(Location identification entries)
>>>

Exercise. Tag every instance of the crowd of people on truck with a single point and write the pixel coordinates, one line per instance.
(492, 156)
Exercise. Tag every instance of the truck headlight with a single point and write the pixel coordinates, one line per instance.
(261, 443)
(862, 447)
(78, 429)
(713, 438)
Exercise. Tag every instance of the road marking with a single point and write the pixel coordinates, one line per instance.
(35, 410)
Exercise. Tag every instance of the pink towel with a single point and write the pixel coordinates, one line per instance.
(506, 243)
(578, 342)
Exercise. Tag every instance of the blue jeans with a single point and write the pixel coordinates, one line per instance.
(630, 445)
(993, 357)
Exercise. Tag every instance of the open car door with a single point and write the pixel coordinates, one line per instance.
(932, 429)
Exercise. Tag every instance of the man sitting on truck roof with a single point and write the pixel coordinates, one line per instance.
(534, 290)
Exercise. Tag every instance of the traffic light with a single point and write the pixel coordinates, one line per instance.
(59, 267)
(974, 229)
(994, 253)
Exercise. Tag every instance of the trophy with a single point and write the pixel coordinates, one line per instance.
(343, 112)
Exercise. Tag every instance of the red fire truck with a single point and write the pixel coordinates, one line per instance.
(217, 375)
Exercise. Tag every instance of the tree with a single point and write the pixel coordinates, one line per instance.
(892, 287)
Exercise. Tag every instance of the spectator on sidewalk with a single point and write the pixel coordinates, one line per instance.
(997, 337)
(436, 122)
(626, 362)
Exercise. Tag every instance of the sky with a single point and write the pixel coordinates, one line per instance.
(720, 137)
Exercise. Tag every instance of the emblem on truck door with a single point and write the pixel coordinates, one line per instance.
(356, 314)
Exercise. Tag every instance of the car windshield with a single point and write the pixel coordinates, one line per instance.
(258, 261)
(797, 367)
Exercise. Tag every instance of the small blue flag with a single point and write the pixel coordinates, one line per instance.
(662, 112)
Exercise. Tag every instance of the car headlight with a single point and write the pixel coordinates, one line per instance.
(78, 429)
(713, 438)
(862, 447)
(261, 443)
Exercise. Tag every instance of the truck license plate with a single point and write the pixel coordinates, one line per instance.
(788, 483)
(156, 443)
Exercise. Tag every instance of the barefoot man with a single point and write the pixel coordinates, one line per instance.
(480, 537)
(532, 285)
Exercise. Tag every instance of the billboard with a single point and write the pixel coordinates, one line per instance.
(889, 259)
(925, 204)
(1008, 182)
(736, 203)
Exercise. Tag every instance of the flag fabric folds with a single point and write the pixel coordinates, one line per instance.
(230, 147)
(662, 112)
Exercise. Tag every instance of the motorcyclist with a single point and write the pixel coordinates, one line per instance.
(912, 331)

<<<

Directions =>
Without changing a word, restate the whole listing.

Correct answer =>
Exercise. Tag every instance of the crowd of people on truck with a single point and write the pixel coordinates, one line per instance.
(492, 156)
Exercise. Tag every instance of the truck headlight with a single point and write the pixel coordinates, one line per instance.
(261, 443)
(862, 447)
(78, 429)
(713, 438)
Exercise. Tag every instance of the road marking with a single point and write the pixel coordinates, one line per instance.
(35, 410)
Exercise. Tag every instance of the pink towel with a single point and write the pixel coordinates, one line per instance.
(506, 243)
(578, 342)
Exercise. Tag every instance of the blue jeans with a single point and write the pixel coordinates, one line per instance.
(630, 445)
(993, 357)
Exercise. Tag every instance of the open car door with a single point and write the pixel coordinates, one line per instance.
(932, 429)
Exercise. Tag every instance of the man sitting on truck roof with a single point and write the pixel coordinates, one line per instance.
(534, 290)
Exercise. Tag every instance of the traffic light with a single point and write the pixel coordinates, one line per instance.
(59, 267)
(974, 229)
(994, 253)
Exercise. Tag every instance of the trophy with a single point and write the pixel coordinates, one line per instance.
(343, 112)
Exercise. Tag every instance of the red fire truck with a single point and write the pixel coordinates, one line per instance.
(217, 375)
Exercise. Tag every instance of the tree with a single point and write the pixel coordinates, one line per instance.
(892, 287)
Exercise. Tag every instance of the spectator on sidewalk with a single point and write the pixel coordinates, one line per instance.
(997, 337)
(436, 122)
(626, 362)
Exercise. Tag every instance of the sky with a single point and write the pixel coordinates, one line per instance.
(720, 137)
Exercise. Tag every instance of the emblem on truck door with a single point and write the pixel coordinates, one line per instance.
(356, 314)
Exercise. Tag every instance of the car windshield with a single point and write the pixel coordinates, one line per instance.
(258, 261)
(797, 367)
Exercise. Tag every instance of the small blue flag with a single point and write the pixel coordinates, one line per instance.
(662, 112)
Exercise. Tag every instance of the car headlight with a single point and write the pixel coordinates, one line per instance.
(78, 429)
(713, 438)
(862, 447)
(261, 443)
Exercise. Tag every instance of the truck license plate with a single point and write the pixel coordinates, one line per instance.
(788, 483)
(156, 443)
Exercise. Tag every instance of the barefoot man with a single point and write the pixel coordinates, one line per instance.
(480, 537)
(532, 285)
Exercise. Tag every instance of the billboard with a single point and write the pixel coordinates, one line per instance.
(889, 259)
(925, 204)
(1008, 182)
(736, 203)
Exercise. Tag every instance of the flag fabric folds with a single point and write the pixel coordinates, one line per instance.
(230, 147)
(662, 112)
Exercise. Tag every instance of the motorcyclist with a single point and write the pixel coordinates, one line per instance.
(912, 331)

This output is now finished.